— BEGIN Document passage —

ABEL-STEINBERG-WINANT TRIO

Set Of Five

(New Albion - NA036) Used CD $10.00

Violinist David Abel, pianist Julie Steinberg, and percussionist William Winant’s 1990 view of Pacific Rim influences in modern classical composition. Henry Cowell’s title composition and Lou Harrison’s “Varied Trio” use exotic percussion and the-world-is-one inspiration, while John Cage’s “Noctourne” is not so explicit, and Somei Satoh’s “Toki No Mon” opens time to “not simply progress from past into future, but slowly describes a circle.” The five-part “Invocations to Vahakn” by Alan Hovhaness delves further through cultural icons to the ancient Armenian sun god.

ANTHONY BRAXTON

Composition N. 165 [For 18 Instruments]

(New Albion) Used CD $8.00

Performed by the University of Illinois Creative Music Orchestra, conducted by Anthony Braxton in 1992, who describes it thus: “There are static and mutable cloud formations that drift in and out of the canvas of the music…, yet there are target recognition states. This is a sequential event continuum that places equal emphasis on sound and space — the moments come ... the moments go.”

— END Document passage —

Carry on the used CD catalog from the point where it ends, in the same style. The material after this text comes from a different source.

— BEGIN Available data —

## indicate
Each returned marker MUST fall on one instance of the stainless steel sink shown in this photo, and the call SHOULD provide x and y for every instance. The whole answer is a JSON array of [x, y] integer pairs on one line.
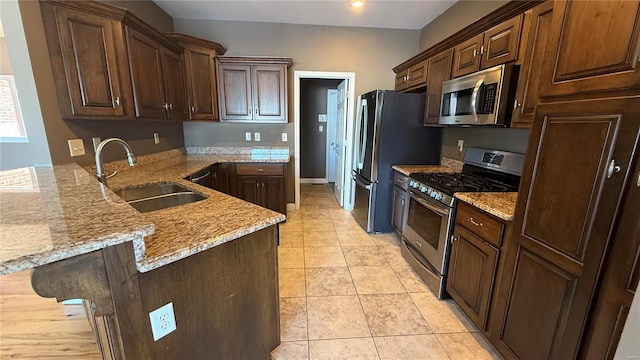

— END Available data —

- [Answer to the task]:
ANTHONY BRAXTON

19 [Solo] Compositions, 1988

(New Albion) Used CD $8.00

Sixteen originals recorded live plus “You Go To My Head,” “Round Midnight,” and “Half Nelson.” Although free in spots, Braxton’s performances also have their own logic and are quite concise.

DEEP LISTENING BAND

The Ready Made Boomerang

(New Albion) Used CD $8.00 (Out-of-stock)

The title track is a John Cage mesostic written for Pauline Oliveros, Stuart Dempster and Panaiotis. Guests include vocalist Thomasa Eckert and William O. Smith on clarinet, recorded at Fort Warden Cistern in 1990, where balloons are exploded, vocals are suspended, percussive stuff is dropped, and instrumental sounds are lovely and mysterious.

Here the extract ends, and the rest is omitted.